== Extracted text ==
▬▬▬▬▬▬▬▬▬▬
Temperature can regulate wetting properties of sprayed latex surfaces

Properties are essential for spray manufacturing and the printing industry

17-Apr-2020 - Germany

A Swedish-German research team has been using DESY’s X-ray source PETRA III to investigate how surface coatings can be made to attract or repel water using tailor-made latex nanoparticles. Being able to influence the wettability of surfaces during production is important in many applications, from the printing industry to polymer solar cells.

Advanced Functional Materials CC-BY 4.0

Latex nanoparticles deformed by heat are made visible by X-ray light

Most people are familiar with the phenomenon of water droplets immediately spreading out and wetting certain surfaces, while rolling off others, such as a lotus leaf or water-repellent functional clothing. The degree to which liquids form droplets and run off surfaces is described by the wettability of the surface, which is defined in terms of the angle between the boundary of the liquid and the surface, known as the contact angle. The larger the contact angle, the more water-repellent the surface. Dirt- and water-repellent paints are now available that exploit this so-called lotus effect.

Scientists are currently studying new types of polymer solar cells that can be manufactured by spraying thin layers of active materials made of nanoparticles onto a carrier film. The efficiency of such solar cells depends crucially on the individual layers being of a reliable thickness and load-bearing capacity. This in turn depends directly on the wettability of the substrate.

Working at PETRA III, the Swedish-German team has now found how to precisely adjust the wettability of sprayed surfaces through thermal annealing, a form of heat treatment. The scientists used so-called core-shell latex particles for their experiments. These are similar in structure to tiny chocolate truffles, consisting of a polymer core encased in smaller latex particles. The team used a special process to manufacture four different types of such nanoparticles: all the particles had the same outer shell, but two different synthetic polymers were used for the core. The scientists produced particles made of the two core polymers in two different sizes (30–40 nanometres and 80–100 nm). The size of the spheres also corresponds to their degree of polymerisation, a measure of the length of the polymer chains, which also describes the rigidity of the core.
▬▬▬▬▬▬▬▬▬▬
== Excerpted data ==
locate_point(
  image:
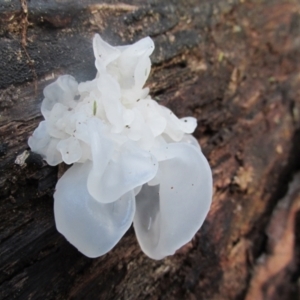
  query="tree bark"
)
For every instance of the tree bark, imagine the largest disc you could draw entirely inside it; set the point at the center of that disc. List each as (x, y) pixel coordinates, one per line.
(235, 66)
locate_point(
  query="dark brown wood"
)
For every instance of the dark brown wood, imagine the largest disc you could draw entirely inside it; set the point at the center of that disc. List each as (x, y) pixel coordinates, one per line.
(235, 66)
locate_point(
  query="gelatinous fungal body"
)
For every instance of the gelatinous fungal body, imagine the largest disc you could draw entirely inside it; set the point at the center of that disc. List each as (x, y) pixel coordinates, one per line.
(133, 160)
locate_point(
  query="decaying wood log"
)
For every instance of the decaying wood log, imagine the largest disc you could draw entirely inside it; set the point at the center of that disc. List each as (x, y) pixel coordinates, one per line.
(235, 66)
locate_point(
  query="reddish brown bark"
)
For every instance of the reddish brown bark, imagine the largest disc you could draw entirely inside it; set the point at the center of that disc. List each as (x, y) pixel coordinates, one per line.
(235, 66)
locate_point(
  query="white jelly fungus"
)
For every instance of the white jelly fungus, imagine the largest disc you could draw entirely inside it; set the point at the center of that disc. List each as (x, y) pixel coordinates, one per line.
(133, 159)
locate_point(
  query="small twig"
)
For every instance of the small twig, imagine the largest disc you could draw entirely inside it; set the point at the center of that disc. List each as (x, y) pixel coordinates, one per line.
(24, 27)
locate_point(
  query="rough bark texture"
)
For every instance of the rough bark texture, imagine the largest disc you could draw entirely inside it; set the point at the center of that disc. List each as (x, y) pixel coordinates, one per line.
(235, 66)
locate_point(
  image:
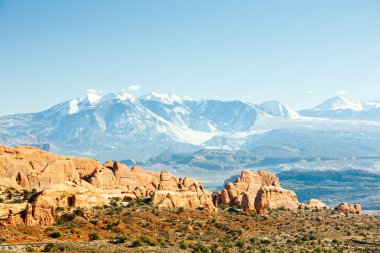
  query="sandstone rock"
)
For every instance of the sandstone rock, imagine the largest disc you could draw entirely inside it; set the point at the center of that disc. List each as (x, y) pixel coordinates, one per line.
(317, 204)
(257, 191)
(33, 168)
(345, 207)
(186, 199)
(168, 182)
(12, 220)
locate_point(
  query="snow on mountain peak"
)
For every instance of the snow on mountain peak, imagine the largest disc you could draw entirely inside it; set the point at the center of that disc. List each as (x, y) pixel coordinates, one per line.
(275, 108)
(338, 103)
(169, 98)
(93, 96)
(123, 95)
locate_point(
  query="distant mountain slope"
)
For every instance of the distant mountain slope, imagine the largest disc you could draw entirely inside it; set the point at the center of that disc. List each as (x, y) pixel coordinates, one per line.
(120, 126)
(342, 108)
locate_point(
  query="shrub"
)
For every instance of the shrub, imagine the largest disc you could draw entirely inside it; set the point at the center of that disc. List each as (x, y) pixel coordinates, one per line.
(94, 236)
(78, 211)
(120, 239)
(183, 245)
(29, 249)
(240, 244)
(55, 235)
(148, 240)
(49, 247)
(137, 243)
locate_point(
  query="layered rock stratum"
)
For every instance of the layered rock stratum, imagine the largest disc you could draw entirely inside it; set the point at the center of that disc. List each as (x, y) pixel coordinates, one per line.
(69, 182)
(63, 182)
(257, 191)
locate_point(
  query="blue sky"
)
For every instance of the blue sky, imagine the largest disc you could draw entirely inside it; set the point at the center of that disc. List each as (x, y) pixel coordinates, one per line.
(298, 52)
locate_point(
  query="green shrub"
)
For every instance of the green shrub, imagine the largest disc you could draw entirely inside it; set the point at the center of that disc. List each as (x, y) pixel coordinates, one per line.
(240, 244)
(137, 243)
(78, 211)
(94, 236)
(183, 245)
(55, 235)
(49, 247)
(30, 249)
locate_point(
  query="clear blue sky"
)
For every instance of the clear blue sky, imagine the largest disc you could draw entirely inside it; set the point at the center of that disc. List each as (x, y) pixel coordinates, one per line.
(298, 52)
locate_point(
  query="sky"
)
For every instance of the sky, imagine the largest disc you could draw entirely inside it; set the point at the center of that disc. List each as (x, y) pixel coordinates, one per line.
(298, 52)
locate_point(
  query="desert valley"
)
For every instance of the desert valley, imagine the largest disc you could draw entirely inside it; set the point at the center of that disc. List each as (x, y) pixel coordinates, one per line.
(67, 204)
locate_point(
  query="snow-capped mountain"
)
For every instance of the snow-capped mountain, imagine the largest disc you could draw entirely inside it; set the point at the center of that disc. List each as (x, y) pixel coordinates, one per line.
(342, 108)
(275, 108)
(338, 104)
(121, 126)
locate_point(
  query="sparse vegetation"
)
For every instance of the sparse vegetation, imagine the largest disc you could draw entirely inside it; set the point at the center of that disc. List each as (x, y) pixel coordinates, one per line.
(142, 227)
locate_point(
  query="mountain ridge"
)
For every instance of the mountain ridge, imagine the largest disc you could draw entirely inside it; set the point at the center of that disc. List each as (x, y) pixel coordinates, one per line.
(121, 126)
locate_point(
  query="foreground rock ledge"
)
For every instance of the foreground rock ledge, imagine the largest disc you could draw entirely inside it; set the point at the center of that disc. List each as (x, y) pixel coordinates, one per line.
(70, 182)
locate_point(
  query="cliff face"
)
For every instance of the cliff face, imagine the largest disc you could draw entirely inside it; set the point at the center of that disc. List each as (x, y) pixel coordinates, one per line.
(257, 191)
(70, 182)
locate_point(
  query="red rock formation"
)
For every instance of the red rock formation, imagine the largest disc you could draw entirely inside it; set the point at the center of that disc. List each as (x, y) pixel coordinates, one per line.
(31, 167)
(313, 204)
(345, 207)
(257, 191)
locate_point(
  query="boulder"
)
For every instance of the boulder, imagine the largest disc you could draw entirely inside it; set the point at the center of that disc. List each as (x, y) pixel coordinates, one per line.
(257, 191)
(31, 167)
(345, 207)
(317, 204)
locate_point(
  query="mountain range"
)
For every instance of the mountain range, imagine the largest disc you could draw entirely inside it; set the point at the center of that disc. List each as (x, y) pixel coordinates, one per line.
(121, 126)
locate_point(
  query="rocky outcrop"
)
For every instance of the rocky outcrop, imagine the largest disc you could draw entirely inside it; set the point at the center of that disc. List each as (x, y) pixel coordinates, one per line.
(345, 207)
(31, 167)
(187, 193)
(313, 204)
(257, 191)
(69, 182)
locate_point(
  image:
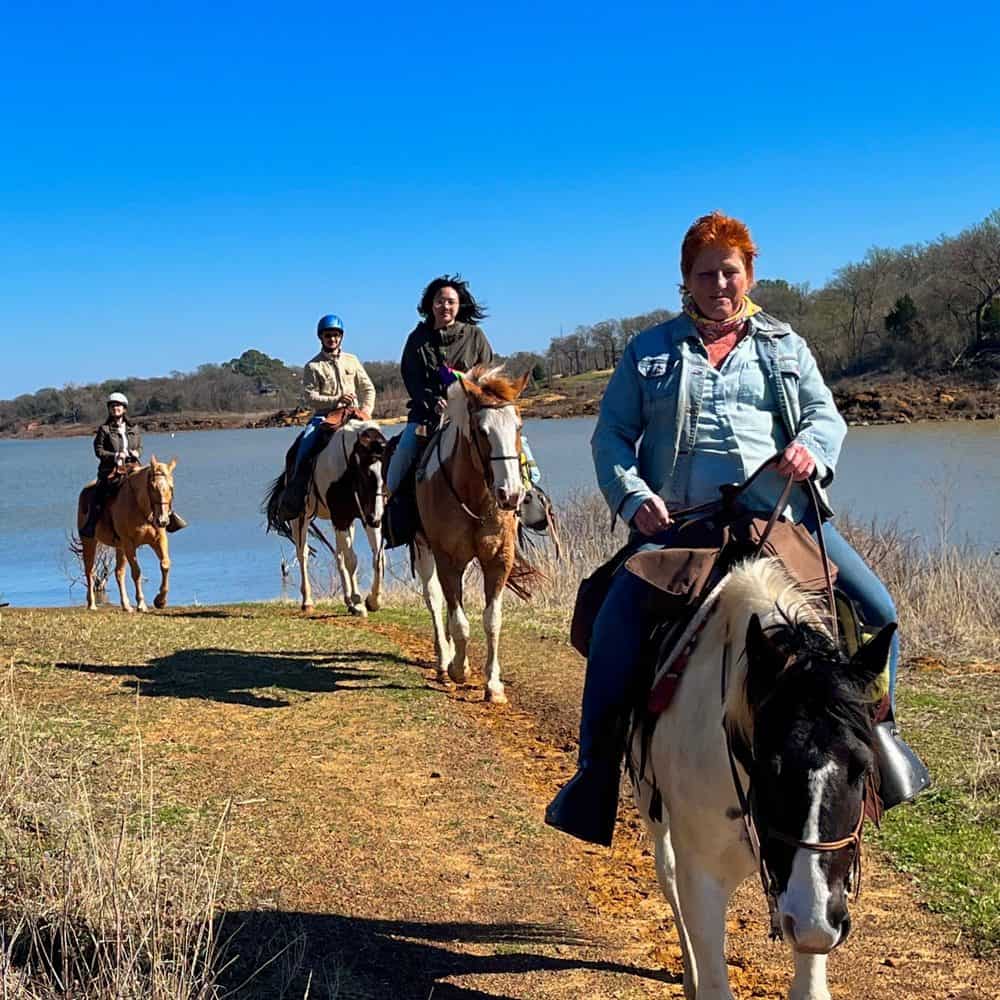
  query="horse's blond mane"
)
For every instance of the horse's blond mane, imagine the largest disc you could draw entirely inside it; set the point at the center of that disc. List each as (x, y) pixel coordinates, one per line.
(764, 588)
▬▬▬▬▬▬▬▬▬▬
== Required action ==
Extend the article above on temperature-controlled wettability of sprayed latex surfaces, starting after its last sentence, which ends "describes the rigidity of the core."

== Exercise result ==
The team sprayed very thin layers of the various different types of nanoparticles onto a silicon substrate and used X-rays from PETRA III to examine in real time how the nanostructure of the different latex particles was modified by heating these coatings. The temperature was varied in five steps from 20 up to 140 degrees Celsius. Following the annealing, for at least one hour, the surface structure of the samples was imaged using electron microscopes, and the contact angle of droplets resting on them was measured.

Above temperatures of about 70 degrees, the polymers reorganise themselves very distinctly and reproducibly, through expansion, domain formation, mixing and merging. This occurs particularly during the drying phase of the latex polymer coat, whereby the smaller nanoparticles and those with a short-chained, softer core, display more pronounced changes than the larger ones with rigid cores. Once they have dried completely, they remain stable even when treated for prolonged periods at temperatures of over 100 degrees. The scientists believe that this is a result of the mobility of the molecules in the liquid phase.

“We want to fine-tune the hydrophilic properties of the surfaces through thermal annealing, but also optimize the type and size of the latex particles for applications involving specific working temperatures,” says DESY’s Stephan Roth, who is in charge of PETRA’s P03 beamline. This type of spray deposition can be used when making new types of polymer solar cells, for example, but also for nanostructured sensors or special-purpose inks used in relief printing.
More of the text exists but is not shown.